Material for this task.
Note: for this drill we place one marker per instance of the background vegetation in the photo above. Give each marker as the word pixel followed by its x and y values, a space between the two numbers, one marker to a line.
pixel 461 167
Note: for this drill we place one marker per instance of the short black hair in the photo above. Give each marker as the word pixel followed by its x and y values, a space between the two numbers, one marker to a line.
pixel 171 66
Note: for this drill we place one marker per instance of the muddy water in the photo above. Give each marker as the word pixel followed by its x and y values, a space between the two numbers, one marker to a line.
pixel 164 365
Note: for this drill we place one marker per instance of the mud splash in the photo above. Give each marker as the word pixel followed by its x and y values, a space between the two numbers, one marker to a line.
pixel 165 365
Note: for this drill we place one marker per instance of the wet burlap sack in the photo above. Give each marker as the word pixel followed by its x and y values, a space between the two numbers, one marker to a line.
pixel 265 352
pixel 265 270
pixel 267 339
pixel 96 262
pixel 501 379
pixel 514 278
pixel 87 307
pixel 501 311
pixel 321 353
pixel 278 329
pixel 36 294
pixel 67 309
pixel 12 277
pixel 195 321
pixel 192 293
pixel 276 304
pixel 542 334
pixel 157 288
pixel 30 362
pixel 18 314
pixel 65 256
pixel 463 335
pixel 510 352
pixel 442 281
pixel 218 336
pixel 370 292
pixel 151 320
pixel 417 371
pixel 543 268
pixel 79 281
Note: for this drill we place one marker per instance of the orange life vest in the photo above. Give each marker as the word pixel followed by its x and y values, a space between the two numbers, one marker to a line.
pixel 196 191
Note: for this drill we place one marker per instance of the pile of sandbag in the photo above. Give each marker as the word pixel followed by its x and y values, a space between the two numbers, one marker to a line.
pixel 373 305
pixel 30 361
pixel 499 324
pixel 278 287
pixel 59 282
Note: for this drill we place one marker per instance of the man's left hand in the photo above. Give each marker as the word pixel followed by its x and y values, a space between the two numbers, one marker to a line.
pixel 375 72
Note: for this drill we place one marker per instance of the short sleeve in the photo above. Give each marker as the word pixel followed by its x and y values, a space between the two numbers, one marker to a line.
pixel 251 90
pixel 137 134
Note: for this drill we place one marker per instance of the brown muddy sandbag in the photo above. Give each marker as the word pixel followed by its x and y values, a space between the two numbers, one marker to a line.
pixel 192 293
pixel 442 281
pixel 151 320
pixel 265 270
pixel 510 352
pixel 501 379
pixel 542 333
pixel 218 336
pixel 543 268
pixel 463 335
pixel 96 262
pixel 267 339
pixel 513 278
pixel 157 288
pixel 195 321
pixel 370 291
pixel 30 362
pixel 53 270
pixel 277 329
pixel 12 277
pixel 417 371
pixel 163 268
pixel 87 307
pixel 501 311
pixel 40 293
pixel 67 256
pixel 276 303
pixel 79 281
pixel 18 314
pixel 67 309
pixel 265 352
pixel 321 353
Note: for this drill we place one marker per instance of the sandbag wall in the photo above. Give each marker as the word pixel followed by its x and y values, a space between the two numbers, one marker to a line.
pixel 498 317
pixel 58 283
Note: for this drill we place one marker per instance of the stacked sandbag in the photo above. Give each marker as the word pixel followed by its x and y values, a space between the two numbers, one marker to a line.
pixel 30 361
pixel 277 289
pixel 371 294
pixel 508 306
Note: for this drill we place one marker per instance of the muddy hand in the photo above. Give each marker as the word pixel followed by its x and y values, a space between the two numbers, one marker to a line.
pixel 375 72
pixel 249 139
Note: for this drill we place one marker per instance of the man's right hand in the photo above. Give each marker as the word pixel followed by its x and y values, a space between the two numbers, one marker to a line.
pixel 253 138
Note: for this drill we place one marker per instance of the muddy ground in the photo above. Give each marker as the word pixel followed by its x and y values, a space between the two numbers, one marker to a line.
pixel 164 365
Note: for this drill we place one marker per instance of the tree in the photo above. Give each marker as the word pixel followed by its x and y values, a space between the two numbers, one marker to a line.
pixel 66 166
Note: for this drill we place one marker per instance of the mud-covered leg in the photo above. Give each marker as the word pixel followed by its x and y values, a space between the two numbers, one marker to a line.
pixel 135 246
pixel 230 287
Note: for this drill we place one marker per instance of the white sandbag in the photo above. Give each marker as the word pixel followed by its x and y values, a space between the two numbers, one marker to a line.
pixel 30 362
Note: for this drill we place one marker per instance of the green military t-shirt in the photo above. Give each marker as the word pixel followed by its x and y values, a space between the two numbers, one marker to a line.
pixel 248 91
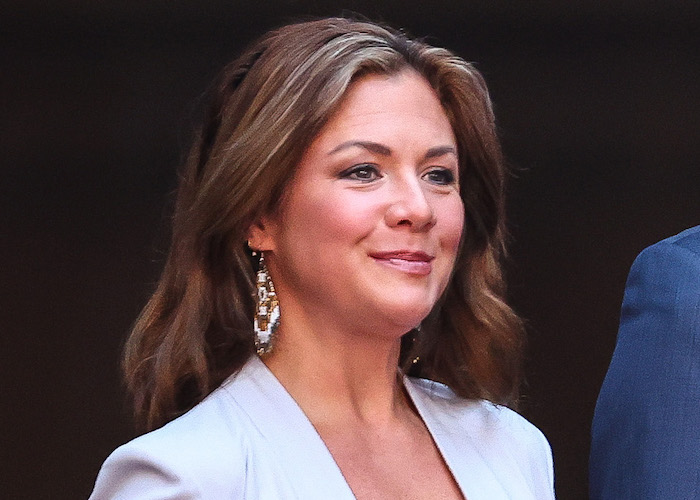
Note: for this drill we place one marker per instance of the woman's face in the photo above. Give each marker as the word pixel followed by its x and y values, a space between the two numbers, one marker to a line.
pixel 369 227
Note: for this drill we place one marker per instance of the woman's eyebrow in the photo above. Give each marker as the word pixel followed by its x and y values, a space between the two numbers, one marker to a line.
pixel 375 147
pixel 440 151
pixel 372 147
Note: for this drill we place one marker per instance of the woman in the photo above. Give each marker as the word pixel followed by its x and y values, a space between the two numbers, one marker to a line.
pixel 342 214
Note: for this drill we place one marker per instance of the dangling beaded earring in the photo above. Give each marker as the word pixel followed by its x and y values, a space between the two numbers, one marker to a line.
pixel 267 310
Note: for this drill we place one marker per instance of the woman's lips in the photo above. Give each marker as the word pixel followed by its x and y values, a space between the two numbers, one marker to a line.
pixel 417 263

Work to complete.
Set out the material once more, exact in every line, with no images.

Answer box.
Note: for this drill we place one marker per instance of the background vegetation in the photo above. Give each marker as the word pixel followed by its x and y values, a space between the two numbers, one marker to a line.
pixel 461 167
Note: for this drill we place one marker per instance of the short black hair in the photo above. Give each marker as the word pixel followed by its x and y values, a space between the two numbers, one marker to a line.
pixel 171 66
Note: for this drill we place one marker per instance of the muddy water in the photo above. Give each marker as the word pixel followed by its x and y values, a space between the two numbers, one marker to a line.
pixel 164 365
Note: for this drill we place one marker per instance of the mud splash in the photo above. Give each marker as the word pixel followed by its x and y values, a space between the two numbers, one marker to a line.
pixel 165 365
Note: for this drill we place one marker per instance of the wet burlap sack in the photo above. Give each marker as the word pixel followed by its x and y values, a space between the two numbers, one marker to a line.
pixel 265 352
pixel 265 270
pixel 267 339
pixel 96 262
pixel 501 379
pixel 514 278
pixel 87 307
pixel 501 311
pixel 321 353
pixel 278 329
pixel 36 294
pixel 67 309
pixel 12 277
pixel 195 321
pixel 192 293
pixel 276 304
pixel 542 334
pixel 157 288
pixel 30 362
pixel 18 314
pixel 65 256
pixel 463 335
pixel 510 352
pixel 442 281
pixel 218 336
pixel 370 292
pixel 151 320
pixel 417 371
pixel 543 268
pixel 79 281
Note: for this drill we place one marker per instance of the orange life vest in the photo above. Give each marker as the word pixel followed by its x and y values, a space between the two numbers, one marker to a line.
pixel 196 191
Note: for this drill we place one marker per instance of the pile of sandbag in the photo above. Give each marker as the word pixel followed by its x and y values, a space between the two numbers, one marker to a line.
pixel 373 305
pixel 30 361
pixel 499 324
pixel 278 287
pixel 59 282
Note: for this drill we place one marker per instance of the man's left hand in the photo above. Give each marker as the word pixel followed by its x and y values, a space between the two numbers, one marker to a line.
pixel 375 72
Note: for this drill we place one marker per instance of the short sleeve in the photo above. Give each marker as the word pixel followed by its x and y values, a space between the two numbers, one marker to a line.
pixel 251 90
pixel 137 134
Note: for this drill we place one marker per instance of the brown muddy sandbag in the photo above. Give each marker as the word pixel followed by its x and y values, a space between the two numbers, one marker to a line.
pixel 192 293
pixel 442 281
pixel 151 320
pixel 265 270
pixel 510 352
pixel 501 379
pixel 542 333
pixel 218 336
pixel 543 268
pixel 463 335
pixel 96 262
pixel 267 339
pixel 513 278
pixel 157 288
pixel 195 321
pixel 370 291
pixel 30 362
pixel 53 270
pixel 277 329
pixel 12 277
pixel 417 371
pixel 163 268
pixel 87 307
pixel 501 311
pixel 40 293
pixel 67 256
pixel 276 303
pixel 79 281
pixel 18 314
pixel 67 309
pixel 265 352
pixel 321 353
Note: for this drill we place one marker per instance of the sandbag wall in the photo above. Give each marker as the word pixel followed by its x and y values, a space between the two numbers, one marker to a line.
pixel 498 317
pixel 58 283
Note: for this drill we place one marker per instance of the stacked sandbag in the photo above. Give each marker as the word pixel followed by its x and y values, a space between the two numbers, one marker to a line.
pixel 30 361
pixel 277 289
pixel 371 294
pixel 508 306
Note: for this drill we place one marker per instance of the muddy hand in the photo above. Give each marker as the word pixel followed by its x and y values, a space between the two numbers, one marker to a line.
pixel 375 72
pixel 249 139
Note: for this drill we place one marker per instance of the man's right hand in the photo above. Give each marker as the word pixel followed by its x and y values, a space between the two numbers, one marker to a line.
pixel 253 138
Note: for this drill we place one marker per instance of the muddy ground in the photo above. Give each marker as the word pixel followed by its x and y values, a space between the two numbers, one marker to a line.
pixel 164 365
Note: for this drill we place one marker per instance of the tree in the photo above. Give each marker as the word pixel followed by its x and y values, a space between the two numbers, one marker to a line.
pixel 66 166
Note: for this drill we place one marker per instance of the mud-covered leg in the photo above. Give each marker as the word pixel followed by its x and y values, a space between the two numbers, one marker to a line.
pixel 135 246
pixel 230 287
Note: for this drill we place one marker per instance of the white sandbag in the photo above. Give each marker as the word pixel followed by its x and y values, a space between the two numbers, one marker to a line.
pixel 30 362
Note: for this drill we place one marker per instance of the green military t-shirt in the photo above. Give each marker as the word pixel followed by its x and y values, a space between the two numbers, one marker to a line.
pixel 248 91
Note: for this drill we place one marker per instance of the woman's face in the photo above. Give each marker as the word pixel followed by its x and y values, a space between the two numbers, one marker to a line.
pixel 369 227
Note: for this drill we place one marker per instance of the woman's eyebrow in the photo above. Give each marker as the word pixel followed by its x and y values, a space between the two numbers, one marker to a line.
pixel 375 147
pixel 440 151
pixel 372 147
Note: for this drill we place one marker per instance of the woman in the photo above. Give each marker as the word pixel followed by its x and y values, a space between the two numbers, one marker to a line.
pixel 342 214
Note: for this drill we place one marker per instance of the dangling beaded earring in the photo above. Give each marker as the word pixel followed by its x and y values, a space between the two numbers, one marker to a line.
pixel 267 310
Note: for this drill we place one marker per instance of the woman's lips in the photo above. Give each marker as the word pixel followed by its x and y values, a space between the two numbers, one marker to a line.
pixel 417 263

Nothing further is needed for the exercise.